▶ _PROBLEM STATEMENT_: Present every line of the material below as a numbered list, leaving out any blank lines.

(Source data)
================

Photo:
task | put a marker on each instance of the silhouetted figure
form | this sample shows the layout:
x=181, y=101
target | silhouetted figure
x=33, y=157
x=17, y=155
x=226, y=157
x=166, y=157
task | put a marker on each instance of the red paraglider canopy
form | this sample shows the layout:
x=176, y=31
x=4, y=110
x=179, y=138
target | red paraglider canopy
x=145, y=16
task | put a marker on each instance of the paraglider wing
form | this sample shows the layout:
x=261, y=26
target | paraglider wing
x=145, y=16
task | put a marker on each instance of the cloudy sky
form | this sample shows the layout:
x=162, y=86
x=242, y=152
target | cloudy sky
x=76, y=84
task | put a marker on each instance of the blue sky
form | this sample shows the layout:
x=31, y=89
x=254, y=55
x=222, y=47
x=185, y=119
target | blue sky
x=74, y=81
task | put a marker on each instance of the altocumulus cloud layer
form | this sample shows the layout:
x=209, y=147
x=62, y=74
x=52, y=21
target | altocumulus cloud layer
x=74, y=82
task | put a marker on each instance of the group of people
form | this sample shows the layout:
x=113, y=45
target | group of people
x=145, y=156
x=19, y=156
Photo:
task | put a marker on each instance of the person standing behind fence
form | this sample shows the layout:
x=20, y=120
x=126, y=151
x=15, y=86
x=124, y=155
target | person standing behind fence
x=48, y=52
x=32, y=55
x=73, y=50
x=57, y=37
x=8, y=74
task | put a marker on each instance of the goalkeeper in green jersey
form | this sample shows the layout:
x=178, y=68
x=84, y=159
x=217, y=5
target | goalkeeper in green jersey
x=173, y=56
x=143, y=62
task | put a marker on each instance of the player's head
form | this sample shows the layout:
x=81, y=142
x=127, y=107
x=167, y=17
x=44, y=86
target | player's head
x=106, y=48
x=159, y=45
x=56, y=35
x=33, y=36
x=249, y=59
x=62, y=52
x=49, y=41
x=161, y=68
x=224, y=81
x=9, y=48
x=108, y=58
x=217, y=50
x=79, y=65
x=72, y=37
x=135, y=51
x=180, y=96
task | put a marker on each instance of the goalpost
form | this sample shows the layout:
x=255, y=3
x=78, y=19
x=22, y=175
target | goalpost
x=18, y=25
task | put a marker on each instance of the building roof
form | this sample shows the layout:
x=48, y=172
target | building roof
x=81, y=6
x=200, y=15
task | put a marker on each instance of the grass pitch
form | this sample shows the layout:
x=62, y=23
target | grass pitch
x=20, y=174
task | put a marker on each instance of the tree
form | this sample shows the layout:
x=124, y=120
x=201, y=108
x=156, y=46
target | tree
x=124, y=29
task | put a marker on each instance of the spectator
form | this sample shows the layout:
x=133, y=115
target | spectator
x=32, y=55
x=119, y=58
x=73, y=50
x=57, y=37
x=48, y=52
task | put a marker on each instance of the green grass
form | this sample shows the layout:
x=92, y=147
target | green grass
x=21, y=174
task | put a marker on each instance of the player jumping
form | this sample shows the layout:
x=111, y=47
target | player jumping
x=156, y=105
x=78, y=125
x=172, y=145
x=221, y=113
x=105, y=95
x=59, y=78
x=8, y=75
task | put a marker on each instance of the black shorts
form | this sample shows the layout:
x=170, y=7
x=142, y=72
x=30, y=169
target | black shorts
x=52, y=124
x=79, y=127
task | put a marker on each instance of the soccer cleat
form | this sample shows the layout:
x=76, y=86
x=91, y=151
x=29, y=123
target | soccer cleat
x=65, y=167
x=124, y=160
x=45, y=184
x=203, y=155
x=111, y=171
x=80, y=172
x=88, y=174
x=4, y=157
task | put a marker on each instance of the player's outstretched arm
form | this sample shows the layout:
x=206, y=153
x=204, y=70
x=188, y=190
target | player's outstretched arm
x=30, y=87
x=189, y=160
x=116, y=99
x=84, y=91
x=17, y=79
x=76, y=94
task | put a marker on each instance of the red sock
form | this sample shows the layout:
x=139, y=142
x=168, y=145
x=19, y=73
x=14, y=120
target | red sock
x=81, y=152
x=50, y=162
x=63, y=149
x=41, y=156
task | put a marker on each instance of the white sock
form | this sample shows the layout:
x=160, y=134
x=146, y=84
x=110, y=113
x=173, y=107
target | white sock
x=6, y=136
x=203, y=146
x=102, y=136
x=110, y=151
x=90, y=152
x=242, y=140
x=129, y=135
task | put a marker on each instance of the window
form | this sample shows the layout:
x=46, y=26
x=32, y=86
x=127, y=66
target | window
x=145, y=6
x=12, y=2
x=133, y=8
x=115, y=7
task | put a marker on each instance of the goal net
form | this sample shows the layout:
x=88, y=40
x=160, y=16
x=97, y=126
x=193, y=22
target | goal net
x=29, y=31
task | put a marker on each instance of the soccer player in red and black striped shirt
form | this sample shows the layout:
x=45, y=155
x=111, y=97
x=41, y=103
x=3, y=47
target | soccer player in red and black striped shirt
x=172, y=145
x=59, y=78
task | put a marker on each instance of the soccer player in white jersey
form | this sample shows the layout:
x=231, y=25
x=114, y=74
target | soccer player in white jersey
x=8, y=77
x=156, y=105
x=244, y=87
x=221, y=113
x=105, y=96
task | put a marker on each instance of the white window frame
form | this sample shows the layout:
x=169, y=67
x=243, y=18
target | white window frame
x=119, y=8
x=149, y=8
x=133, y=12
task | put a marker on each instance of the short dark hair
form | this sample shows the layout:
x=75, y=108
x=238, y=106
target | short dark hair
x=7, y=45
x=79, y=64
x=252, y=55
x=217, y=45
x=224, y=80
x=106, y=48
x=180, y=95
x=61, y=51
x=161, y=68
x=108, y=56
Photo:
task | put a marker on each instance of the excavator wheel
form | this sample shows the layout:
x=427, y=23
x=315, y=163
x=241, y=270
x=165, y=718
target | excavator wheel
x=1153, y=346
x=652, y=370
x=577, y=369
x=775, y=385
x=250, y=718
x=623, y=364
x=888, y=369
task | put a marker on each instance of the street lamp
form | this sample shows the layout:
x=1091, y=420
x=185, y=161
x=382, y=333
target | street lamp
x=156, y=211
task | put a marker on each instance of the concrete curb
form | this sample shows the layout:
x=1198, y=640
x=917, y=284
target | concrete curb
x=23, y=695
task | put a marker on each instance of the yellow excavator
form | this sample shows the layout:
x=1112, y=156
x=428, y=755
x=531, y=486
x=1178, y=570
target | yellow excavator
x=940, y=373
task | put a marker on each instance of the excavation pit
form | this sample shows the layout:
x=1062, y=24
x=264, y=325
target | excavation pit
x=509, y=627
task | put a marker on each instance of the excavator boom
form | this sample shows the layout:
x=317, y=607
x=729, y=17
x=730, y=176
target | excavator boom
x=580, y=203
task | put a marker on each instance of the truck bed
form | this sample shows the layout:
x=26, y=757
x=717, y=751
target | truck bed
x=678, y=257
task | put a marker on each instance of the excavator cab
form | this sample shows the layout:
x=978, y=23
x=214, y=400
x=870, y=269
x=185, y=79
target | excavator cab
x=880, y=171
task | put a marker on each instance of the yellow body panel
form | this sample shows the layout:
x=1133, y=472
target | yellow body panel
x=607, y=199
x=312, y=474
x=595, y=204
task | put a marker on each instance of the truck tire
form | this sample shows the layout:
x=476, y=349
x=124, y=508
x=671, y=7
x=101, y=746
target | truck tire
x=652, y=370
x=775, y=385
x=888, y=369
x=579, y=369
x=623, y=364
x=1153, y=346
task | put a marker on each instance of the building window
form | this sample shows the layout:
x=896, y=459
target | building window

================

▶ _SOLUTION TO THE PROBLEM_:
1. Photo:
2. task | put a marker on each instance of the silhouetted figure
3. form | this sample shows the layout:
4. x=181, y=101
5. target | silhouetted figure
6. x=33, y=157
7. x=17, y=155
8. x=226, y=157
9. x=166, y=157
10. task | put a marker on each instance of the red paraglider canopy
11. form | this sample shows the layout:
12. x=176, y=31
13. x=4, y=110
14. x=179, y=138
15. target | red paraglider canopy
16. x=145, y=16
17. task | put a marker on each instance of the paraglider wing
18. form | this sample shows the layout:
19. x=261, y=26
20. target | paraglider wing
21. x=145, y=16
22. task | put a marker on each instance of the cloudy sky
23. form | this sample shows the layout:
24. x=162, y=86
25. x=242, y=152
26. target | cloudy sky
27. x=76, y=84
28. task | put a marker on each instance of the blue sky
29. form | this sample shows the layout:
30. x=31, y=89
31. x=254, y=55
32. x=222, y=47
33. x=185, y=119
34. target | blue sky
35. x=74, y=81
36. task | put a marker on each instance of the altocumulus cloud layer
37. form | this sample shows the layout:
38. x=209, y=147
39. x=62, y=74
40. x=52, y=21
41. target | altocumulus cloud layer
42. x=74, y=82
43. task | put a marker on each instance of the group of people
44. form | this sample shows the layout:
45. x=113, y=45
46. target | group of people
47. x=145, y=156
48. x=19, y=156
49. Photo:
50. task | put a marker on each instance of the person standing behind fence
51. form | this sample shows the layout:
52. x=20, y=120
53. x=126, y=151
54. x=15, y=86
55. x=124, y=155
56. target | person standing behind fence
57. x=48, y=52
58. x=32, y=55
59. x=73, y=50
60. x=57, y=37
61. x=8, y=74
62. task | put a marker on each instance of the goalkeeper in green jersey
63. form | this sample shows the layout:
64. x=178, y=68
65. x=84, y=159
66. x=217, y=5
67. target | goalkeeper in green jersey
68. x=173, y=56
69. x=143, y=62
70. task | put a marker on each instance of the player's head
71. form | this sample shows the layout:
72. x=81, y=142
73. x=127, y=107
74. x=167, y=17
75. x=44, y=86
76. target | player's head
77. x=106, y=48
78. x=159, y=45
79. x=56, y=35
80. x=33, y=36
81. x=249, y=59
82. x=62, y=52
83. x=49, y=41
84. x=161, y=68
85. x=224, y=81
86. x=9, y=48
87. x=108, y=58
88. x=217, y=50
89. x=79, y=65
90. x=72, y=37
91. x=135, y=51
92. x=180, y=96
93. task | put a marker on each instance of the goalpost
94. form | this sample shows the layout:
95. x=255, y=3
96. x=78, y=19
97. x=22, y=175
98. target | goalpost
99. x=18, y=25
100. task | put a marker on each instance of the building roof
101. form | this sample shows the layout:
102. x=48, y=172
103. target | building roof
104. x=81, y=6
105. x=200, y=15
106. task | put a marker on each instance of the grass pitch
107. form | this sample shows the layout:
108. x=62, y=23
109. target | grass pitch
110. x=20, y=174
111. task | put a marker on each instance of the tree
112. form | this sample shows the layout:
113. x=124, y=120
114. x=201, y=108
115. x=156, y=46
116. target | tree
117. x=124, y=29
118. task | put a marker on each instance of the spectator
119. form | this sample shows the layout:
120. x=133, y=115
121. target | spectator
122. x=32, y=55
123. x=119, y=58
124. x=73, y=50
125. x=57, y=37
126. x=48, y=52
127. task | put a marker on each instance of the green grass
128. form | this sample shows the layout:
129. x=92, y=147
130. target | green grass
131. x=21, y=174
132. task | put a marker on each instance of the player jumping
133. form | this sample shows the layout:
134. x=111, y=47
135. target | player jumping
136. x=156, y=105
137. x=78, y=125
138. x=172, y=145
139. x=221, y=113
140. x=105, y=95
141. x=59, y=78
142. x=8, y=75
143. task | put a marker on each instance of the black shorts
144. form | this sample shows the layout:
145. x=170, y=7
146. x=142, y=72
147. x=30, y=169
148. target | black shorts
149. x=52, y=124
150. x=79, y=127
151. task | put a marker on each instance of the soccer cleat
152. form | this sample shows the layout:
153. x=76, y=86
154. x=91, y=151
155. x=29, y=123
156. target | soccer cleat
157. x=65, y=167
158. x=124, y=160
159. x=45, y=184
160. x=203, y=155
161. x=111, y=171
162. x=80, y=172
163. x=88, y=174
164. x=4, y=157
165. task | put a marker on each instance of the player's outstretched arm
166. form | this sample shows the layout:
167. x=206, y=153
168. x=204, y=70
169. x=188, y=190
170. target | player's outstretched arm
171. x=30, y=87
172. x=189, y=160
173. x=116, y=99
174. x=84, y=91
175. x=17, y=79
176. x=76, y=94
177. task | put a marker on each instance of the red sock
178. form | this sample shows the layout:
179. x=139, y=142
180. x=168, y=145
181. x=19, y=73
182. x=14, y=120
183. target | red sock
184. x=81, y=152
185. x=50, y=162
186. x=63, y=149
187. x=41, y=156
188. task | put a marker on each instance of the white sock
189. form | this sample shows the layout:
190. x=160, y=134
191. x=146, y=84
192. x=110, y=113
193. x=173, y=107
194. target | white sock
195. x=6, y=136
196. x=203, y=146
197. x=102, y=136
198. x=110, y=151
199. x=90, y=152
200. x=242, y=140
201. x=129, y=135
202. task | put a marker on each instance of the window
203. form | this sample shows the layout:
204. x=46, y=26
205. x=32, y=86
206. x=127, y=66
207. target | window
208. x=145, y=6
209. x=12, y=2
210. x=133, y=8
211. x=115, y=7
212. task | put a marker on each instance of the goal net
213. form | this sample shows the layout:
214. x=88, y=40
215. x=160, y=16
216. x=97, y=126
217. x=193, y=22
218. target | goal net
219. x=29, y=31
220. task | put a marker on each instance of the soccer player in red and black striped shirt
221. form | this sample shows the layout:
222. x=45, y=155
223. x=111, y=97
224. x=41, y=103
225. x=3, y=47
226. target | soccer player in red and black striped shirt
227. x=172, y=145
228. x=59, y=78
229. task | put a marker on each instance of the soccer player in white jersey
230. form | this sample shows the layout:
231. x=231, y=25
232. x=114, y=74
233. target | soccer player in white jersey
234. x=8, y=77
235. x=156, y=105
236. x=244, y=87
237. x=221, y=113
238. x=105, y=96
239. task | put a marker on each instance of the white window frame
240. form | this sample shows the layout:
241. x=169, y=67
242. x=243, y=18
243. target | white window frame
244. x=119, y=8
245. x=149, y=8
246. x=133, y=12
247. task | put a marker on each instance of the short dark hair
248. form | this sample shows the layout:
249. x=75, y=108
250. x=238, y=106
251. target | short dark hair
252. x=7, y=45
253. x=79, y=64
254. x=252, y=55
255. x=217, y=45
256. x=224, y=80
257. x=106, y=48
258. x=180, y=95
259. x=61, y=51
260. x=161, y=68
261. x=108, y=56
262. Photo:
263. task | put a marker on each instance of the excavator wheel
264. form | this sample shows the layout:
265. x=427, y=23
266. x=315, y=163
267. x=241, y=270
268. x=165, y=718
269. target | excavator wheel
270. x=1153, y=346
271. x=652, y=370
272. x=577, y=369
273. x=775, y=385
274. x=250, y=718
275. x=623, y=364
276. x=888, y=369
277. task | put a marker on each instance of the street lamp
278. form | this sample shows the layout:
279. x=1091, y=420
280. x=185, y=161
281. x=382, y=333
282. target | street lamp
283. x=156, y=211
284. task | put a marker on each instance of the concrete curb
285. form | this sample shows the layout:
286. x=1198, y=640
287. x=917, y=284
288. target | concrete curb
289. x=23, y=695
290. task | put a marker on each instance of the yellow excavator
291. form | this sample shows the layout:
292. x=1112, y=156
293. x=428, y=755
294. x=531, y=486
295. x=1178, y=570
296. target | yellow excavator
297. x=940, y=373
298. task | put a marker on each instance of the excavation pit
299. form | this sample shows the layout:
300. x=1062, y=24
301. x=264, y=325
302. target | excavation pit
303. x=509, y=627
304. task | put a marker on each instance of the excavator boom
305. form | this sample shows the layout:
306. x=317, y=607
307. x=729, y=17
308. x=730, y=176
309. target | excavator boom
310. x=580, y=203
311. task | put a marker on each instance of the truck bed
312. form | this sample shows the layout:
313. x=26, y=757
314. x=717, y=751
315. target | truck bed
316. x=678, y=257
317. task | put a marker on each instance of the excavator cab
318. form | this sample shows the layout:
319. x=978, y=23
320. x=214, y=400
321. x=870, y=269
322. x=185, y=79
323. target | excavator cab
324. x=880, y=171
325. task | put a marker on each instance of the yellow body panel
326. form | this sample shows the layout:
327. x=1133, y=472
328. target | yellow body panel
329. x=607, y=199
330. x=312, y=474
331. x=595, y=204
332. task | put a marker on each instance of the truck tire
333. form | this sample shows the layout:
334. x=476, y=349
335. x=124, y=508
336. x=671, y=7
337. x=101, y=746
338. target | truck tire
339. x=652, y=370
340. x=775, y=385
341. x=888, y=369
342. x=579, y=369
343. x=623, y=364
344. x=1153, y=346
345. task | put a marker on each instance of the building window
346. form | this sample shows the layout:
347. x=896, y=459
348. target | building window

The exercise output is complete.